YOUR GOAL>
Transcribe the records that follow exactly. Skip the pictures.

RECORDS TO PROCESS>
════════
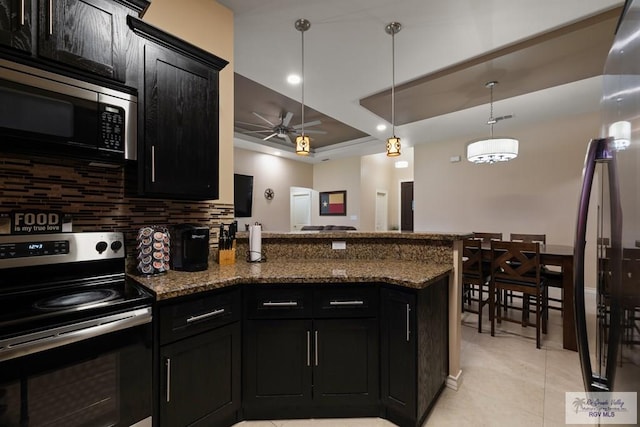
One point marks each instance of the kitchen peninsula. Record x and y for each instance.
(330, 324)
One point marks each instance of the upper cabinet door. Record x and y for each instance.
(85, 34)
(16, 24)
(180, 125)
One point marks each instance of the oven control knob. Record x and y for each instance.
(101, 247)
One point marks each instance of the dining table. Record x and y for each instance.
(559, 256)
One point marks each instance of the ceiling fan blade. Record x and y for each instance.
(253, 124)
(287, 119)
(259, 116)
(308, 124)
(493, 120)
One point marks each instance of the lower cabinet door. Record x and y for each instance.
(277, 368)
(201, 379)
(398, 339)
(345, 359)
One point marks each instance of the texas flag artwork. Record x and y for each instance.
(333, 203)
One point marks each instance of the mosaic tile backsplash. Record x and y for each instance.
(96, 198)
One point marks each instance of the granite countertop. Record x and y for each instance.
(409, 274)
(409, 235)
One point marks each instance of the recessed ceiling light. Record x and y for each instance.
(294, 79)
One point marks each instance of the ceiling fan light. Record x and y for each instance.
(492, 150)
(393, 147)
(303, 145)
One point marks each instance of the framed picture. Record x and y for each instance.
(333, 203)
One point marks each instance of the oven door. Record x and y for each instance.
(99, 381)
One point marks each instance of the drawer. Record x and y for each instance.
(278, 302)
(346, 301)
(200, 313)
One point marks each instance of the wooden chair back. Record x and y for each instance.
(528, 238)
(487, 237)
(516, 262)
(472, 258)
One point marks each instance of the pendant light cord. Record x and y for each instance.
(302, 129)
(393, 84)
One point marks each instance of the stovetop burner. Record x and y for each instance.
(76, 299)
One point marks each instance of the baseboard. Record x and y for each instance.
(454, 382)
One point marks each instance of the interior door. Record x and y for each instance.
(381, 210)
(300, 208)
(406, 206)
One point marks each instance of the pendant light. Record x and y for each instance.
(393, 143)
(493, 149)
(303, 143)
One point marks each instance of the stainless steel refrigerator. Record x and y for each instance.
(608, 333)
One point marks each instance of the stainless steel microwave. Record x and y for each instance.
(44, 112)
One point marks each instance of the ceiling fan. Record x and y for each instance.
(279, 130)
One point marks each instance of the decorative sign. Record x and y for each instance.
(333, 203)
(35, 221)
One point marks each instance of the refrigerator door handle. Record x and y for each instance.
(597, 151)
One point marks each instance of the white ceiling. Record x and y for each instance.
(348, 57)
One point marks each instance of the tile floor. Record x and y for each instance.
(506, 381)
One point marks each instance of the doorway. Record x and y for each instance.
(381, 210)
(300, 208)
(406, 206)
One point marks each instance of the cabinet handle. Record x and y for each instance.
(205, 315)
(168, 365)
(308, 348)
(280, 304)
(153, 163)
(50, 17)
(354, 302)
(408, 330)
(316, 346)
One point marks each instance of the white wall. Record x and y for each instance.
(535, 193)
(276, 173)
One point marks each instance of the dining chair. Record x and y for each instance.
(474, 279)
(553, 277)
(487, 237)
(516, 268)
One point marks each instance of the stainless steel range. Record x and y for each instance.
(75, 333)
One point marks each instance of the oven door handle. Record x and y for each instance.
(23, 345)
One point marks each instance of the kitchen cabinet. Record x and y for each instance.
(16, 24)
(199, 355)
(301, 362)
(178, 118)
(86, 35)
(414, 351)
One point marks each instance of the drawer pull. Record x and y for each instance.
(354, 302)
(168, 366)
(205, 315)
(280, 304)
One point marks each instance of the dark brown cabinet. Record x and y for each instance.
(85, 34)
(199, 365)
(73, 35)
(178, 135)
(414, 351)
(299, 362)
(16, 24)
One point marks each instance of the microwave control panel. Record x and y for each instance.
(111, 128)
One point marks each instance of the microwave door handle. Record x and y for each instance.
(50, 17)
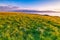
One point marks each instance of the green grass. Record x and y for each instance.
(20, 26)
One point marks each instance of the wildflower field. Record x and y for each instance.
(22, 26)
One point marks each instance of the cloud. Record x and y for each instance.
(8, 8)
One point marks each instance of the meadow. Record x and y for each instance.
(22, 26)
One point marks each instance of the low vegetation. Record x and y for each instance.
(22, 26)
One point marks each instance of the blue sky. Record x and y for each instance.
(33, 4)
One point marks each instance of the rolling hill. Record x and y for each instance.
(22, 26)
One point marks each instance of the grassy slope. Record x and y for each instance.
(20, 26)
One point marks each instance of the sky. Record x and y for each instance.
(31, 4)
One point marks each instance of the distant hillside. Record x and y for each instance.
(22, 26)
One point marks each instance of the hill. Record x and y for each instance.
(23, 26)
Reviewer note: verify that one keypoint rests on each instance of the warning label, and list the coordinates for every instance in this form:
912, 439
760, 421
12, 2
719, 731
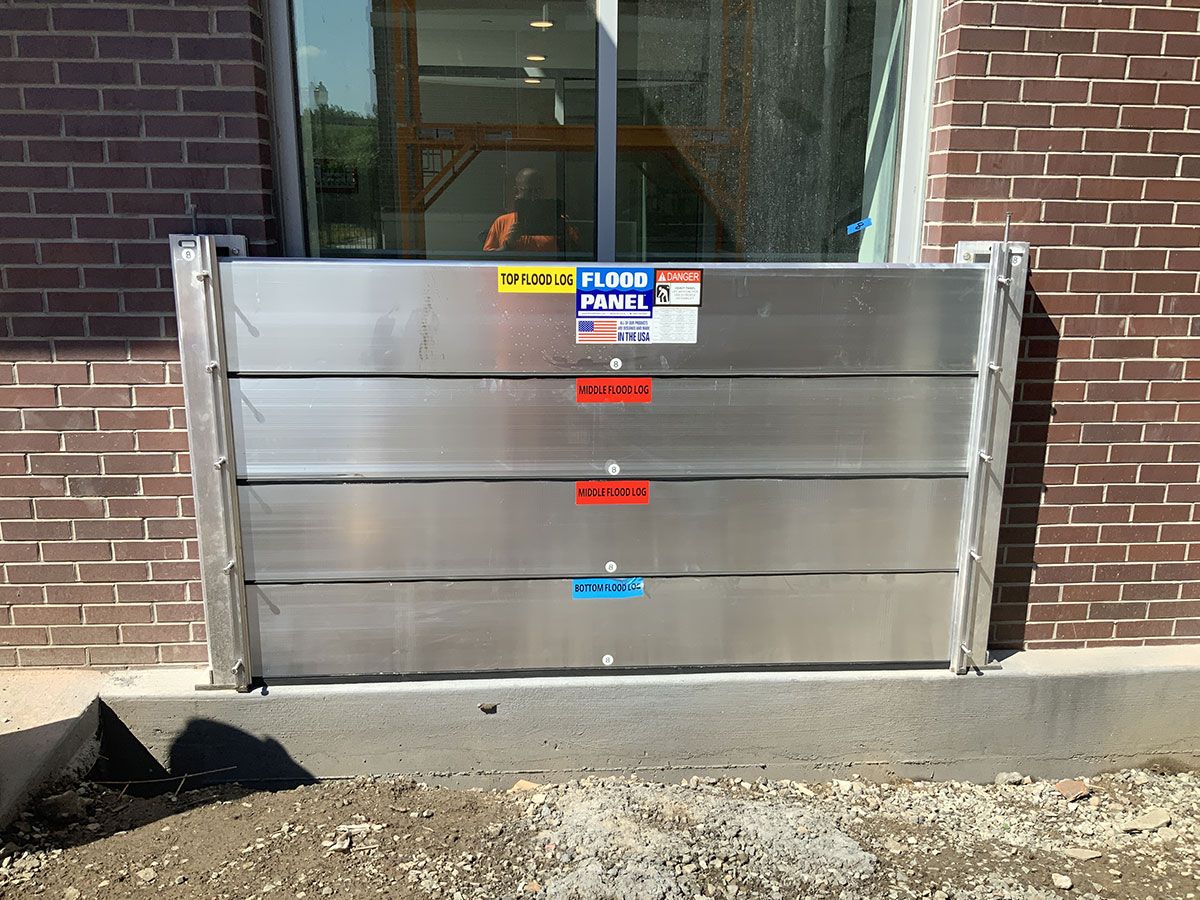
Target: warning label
606, 588
613, 293
677, 287
613, 390
588, 493
535, 280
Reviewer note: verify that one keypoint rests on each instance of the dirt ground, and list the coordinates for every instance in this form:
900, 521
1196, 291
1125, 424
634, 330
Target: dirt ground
1126, 835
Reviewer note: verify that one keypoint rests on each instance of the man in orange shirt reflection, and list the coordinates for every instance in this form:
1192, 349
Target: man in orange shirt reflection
534, 226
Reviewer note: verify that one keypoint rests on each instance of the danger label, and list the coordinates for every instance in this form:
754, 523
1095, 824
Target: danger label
589, 493
677, 287
613, 390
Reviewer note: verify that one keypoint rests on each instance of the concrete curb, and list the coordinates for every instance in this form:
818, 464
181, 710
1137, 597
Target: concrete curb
1049, 713
52, 737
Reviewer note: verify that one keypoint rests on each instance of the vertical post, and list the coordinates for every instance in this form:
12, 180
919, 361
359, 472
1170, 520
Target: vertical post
606, 130
210, 441
1000, 331
916, 126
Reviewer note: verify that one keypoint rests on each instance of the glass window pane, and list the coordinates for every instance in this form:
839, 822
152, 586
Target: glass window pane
756, 131
448, 130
════════
ANSWER TO THE PROBLEM>
One point marks each instance of the kitchen peninsula. Record x and y for each instance.
(330, 324)
One point marks each instance of the upper cabinet door. Record x and y for each instance.
(85, 34)
(16, 24)
(180, 125)
One point marks each instance of the oven control knob. Record x and y for each instance.
(101, 247)
One point marks each instance of the dining table. Record x and y for each instance.
(559, 256)
One point marks each instance of the ceiling fan blade. Record x and y for each instance.
(253, 124)
(287, 119)
(259, 116)
(308, 124)
(493, 120)
One point marks each instance of the lower cabinet door. Record x and y for each instance.
(277, 368)
(201, 379)
(398, 339)
(345, 359)
One point marks each instance of the texas flag artwork. Record x and y for each instance.
(333, 203)
One point marks each instance of the mosaic tile backsplash. Record x and y for each instance.
(96, 198)
One point marks each instance of the granite countertop. Record x and y for each instance.
(409, 274)
(409, 235)
One point marks each instance of the recessed ceiling light. Record x and y for each instance.
(294, 79)
One point marks each instance of the ceiling fan light. Record x and y for each instance.
(492, 150)
(393, 147)
(303, 145)
One point marks each instance of the framed picture. Record x and y for each instance.
(333, 203)
One point marks each instance of the oven door. Record x and y for each instance.
(99, 381)
One point marks each instance of the drawer. Record x and y for each instance.
(278, 302)
(346, 301)
(200, 313)
One point marks each instance of the wooden chair back. Record x and y for each instance.
(528, 238)
(487, 237)
(516, 262)
(472, 258)
One point marks each instance of the pendant light cord. Record x and y for each instance.
(302, 129)
(393, 84)
One point marks each instance of the stovetop burner. Record x and y for each instance.
(76, 299)
One point marks each instance of the baseboard. Record x and y for each instance.
(454, 382)
One point marks each instance of the interior door. Record x and y for each instance.
(381, 210)
(300, 208)
(406, 206)
One point marks each instance of the pendant light. Record x and y for each instance.
(393, 143)
(493, 149)
(303, 143)
One point marks each instance of the stainless steel refrigerator. Record x and y for each instance.
(608, 333)
One point marks each instance of the stainless steel microwave. Record x and y for each instance.
(44, 112)
One point marks each instance of the ceiling fan. Record x and y for each instance.
(279, 130)
One point marks each instance of the decorative sign. Record x and y for each instance.
(333, 203)
(35, 221)
One point marks each instance of the refrigerator door handle. Record x and y for each instance.
(597, 151)
One point marks each instance of the white ceiling. Record x and y for each instance.
(348, 57)
One point marks each instance of the tile floor. Record x and y for each instance.
(506, 381)
One point marks each instance of the doorway. Record x and y for each instance.
(381, 210)
(300, 208)
(406, 206)
One point marks each instance of the cabinet handle. Record x and y for each instance.
(205, 315)
(168, 365)
(308, 348)
(280, 304)
(153, 163)
(50, 17)
(354, 302)
(408, 330)
(316, 346)
One point marks each instance of the white wall. Record x and y for each instance.
(535, 193)
(276, 173)
One point marks each instance of the dining chair. Record x and y for each instance.
(474, 279)
(553, 277)
(487, 237)
(516, 268)
One point marks each instance of the stainless steel range. Record x and y for each instance.
(75, 333)
One point marks each instance of the oven door handle. Record x and y for each instance.
(23, 345)
One point marks each instance of the kitchen cabinet. Record x and y for each instance.
(16, 24)
(199, 355)
(301, 362)
(178, 118)
(86, 35)
(414, 351)
One point marks each instance of the drawer pull. Record x and y for each instance.
(354, 302)
(168, 366)
(205, 315)
(280, 304)
One point marks each instance of the dark brown cabinet. Record x and y for each instance.
(85, 34)
(199, 365)
(73, 35)
(178, 135)
(414, 351)
(299, 362)
(16, 24)
One point marks each instance of the microwave control panel. Record x and y for each instance.
(111, 128)
One point marks each instance of the microwave door handle. Record x and y for each instance.
(50, 17)
One point marks each instance of the green grass. Record x and y for each instance.
(20, 26)
One point marks each instance of the wildflower field. Record x and y for each instance.
(22, 26)
One point marks each instance of the cloud. Record x and y for each instance.
(8, 8)
One point marks each instance of the meadow. Record x and y for each instance.
(22, 26)
One point marks each instance of the low vegetation. Record x and y for each instance.
(22, 26)
One point marks each instance of the blue sky. Record x and y for each instance.
(33, 4)
One point marks each instance of the rolling hill. Record x and y for each instance.
(22, 26)
One point marks each instance of the grassy slope. Record x and y for each instance.
(20, 26)
One point marks each instance of the sky. Record x and y for each instance.
(31, 4)
One point marks each instance of the distant hillside. Record x and y for each instance.
(22, 26)
One point marks each instance of the hill. Record x and y for each instance.
(23, 26)
Reviewer note: verify that one keypoint rests on each instance of the warning label, and list the coordinates for every instance in this form:
912, 439
760, 421
12, 2
719, 731
Target: warning label
606, 588
613, 293
677, 287
613, 390
588, 493
535, 280
Reviewer note: verify that one keypoint rests on each instance of the dirt ground, and list the coordinates for every instance in this form:
900, 521
1196, 291
1125, 424
634, 330
Target: dirt ground
1126, 835
Reviewer note: verify that one keypoint rests on each instance of the man in orange shirt reflection, and list the coordinates for every instance in this form:
1192, 349
Target: man in orange shirt reflection
534, 226
Reviewer note: verify that one keypoint rests on each instance of the danger label, and list the coordinates for every instance in this form:
754, 523
1095, 824
Target: danger label
589, 493
677, 287
613, 390
Reviewer note: verify that one keypoint rests on each instance of the concrete curb, and list the coordinates for every instance in this form:
818, 464
181, 710
1137, 597
Target: concrete curb
1049, 713
52, 737
Reviewer note: verify that one keypoint rests on each instance of the vertical post, and list the coordinates for every instance in this form:
12, 180
919, 361
359, 472
1170, 520
Target: vertical post
606, 130
210, 441
1000, 331
916, 126
Reviewer note: verify that one keypoint rests on each instance of the glass window pane, and list the coordinates for every instance in this form:
839, 822
152, 586
Target: glass window pane
756, 131
448, 130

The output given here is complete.